(begin)

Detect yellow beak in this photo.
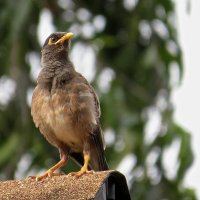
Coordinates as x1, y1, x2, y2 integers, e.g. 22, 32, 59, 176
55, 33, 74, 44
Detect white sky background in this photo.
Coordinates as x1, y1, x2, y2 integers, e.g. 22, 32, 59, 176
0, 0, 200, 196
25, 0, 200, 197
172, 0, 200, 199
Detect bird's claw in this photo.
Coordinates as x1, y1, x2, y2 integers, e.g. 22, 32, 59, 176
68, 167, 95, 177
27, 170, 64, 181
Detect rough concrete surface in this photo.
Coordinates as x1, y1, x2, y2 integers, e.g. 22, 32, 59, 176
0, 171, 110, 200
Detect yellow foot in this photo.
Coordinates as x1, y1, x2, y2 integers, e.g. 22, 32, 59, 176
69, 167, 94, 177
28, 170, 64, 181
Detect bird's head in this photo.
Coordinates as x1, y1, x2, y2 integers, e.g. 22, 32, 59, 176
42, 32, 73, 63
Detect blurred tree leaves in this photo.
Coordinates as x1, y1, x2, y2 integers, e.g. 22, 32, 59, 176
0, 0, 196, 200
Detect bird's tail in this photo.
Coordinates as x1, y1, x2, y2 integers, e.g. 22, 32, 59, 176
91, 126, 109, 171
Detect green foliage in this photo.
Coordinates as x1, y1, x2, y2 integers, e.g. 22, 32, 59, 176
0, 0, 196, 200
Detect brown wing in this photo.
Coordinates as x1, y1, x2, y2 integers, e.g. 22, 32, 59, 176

(end)
(begin)

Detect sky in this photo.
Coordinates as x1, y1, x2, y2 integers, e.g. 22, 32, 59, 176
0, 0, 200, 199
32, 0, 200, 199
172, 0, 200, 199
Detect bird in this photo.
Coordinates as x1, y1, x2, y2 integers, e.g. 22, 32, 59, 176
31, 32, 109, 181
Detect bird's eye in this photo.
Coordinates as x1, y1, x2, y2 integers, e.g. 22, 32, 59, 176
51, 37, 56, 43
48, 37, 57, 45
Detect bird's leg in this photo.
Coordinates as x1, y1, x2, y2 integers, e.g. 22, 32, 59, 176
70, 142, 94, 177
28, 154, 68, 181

(end)

__Exercise details__.
Revise the rows, beginning at the line that has "Detect yellow beak in this photo." and stopping after the line that has "91, 126, 109, 171", so that "Detect" becomes "Locate" with everything else left unchanged. Omit the pictures from your answer.

__Full output__.
Locate yellow beak in this photo.
Coordinates as x1, y1, x2, y2 integers, e.g. 22, 32, 59, 176
55, 33, 74, 44
Locate white sky background in this photo.
Coordinates as x1, y1, x2, y2 integers, e.g. 22, 32, 59, 176
0, 0, 200, 196
25, 0, 200, 197
172, 0, 200, 199
Locate bird's claw in this photo.
Coordinates as x1, y1, x2, y2 integers, e.g. 22, 32, 59, 176
68, 167, 95, 177
27, 170, 64, 181
Locate rough concrete surface in this photo.
Coordinates as x1, y1, x2, y2 integers, e.g. 22, 32, 59, 176
0, 171, 110, 200
Locate yellow foot in this photo.
Coordinates as x1, y1, x2, y2 integers, e.g. 22, 32, 59, 176
69, 167, 94, 177
28, 170, 64, 181
Locate bird's head in this photo.
Coordinates as x1, y1, x2, y2 integers, e.g. 22, 32, 59, 176
42, 32, 73, 63
Locate blurred tree leaves in this photo.
Coordinates as x1, y1, x2, y2 integers, e.g. 22, 32, 59, 176
0, 0, 196, 200
Locate bird's tail in this photo.
Coordinates as x1, y1, x2, y2 integers, e.g. 22, 32, 59, 176
91, 126, 109, 171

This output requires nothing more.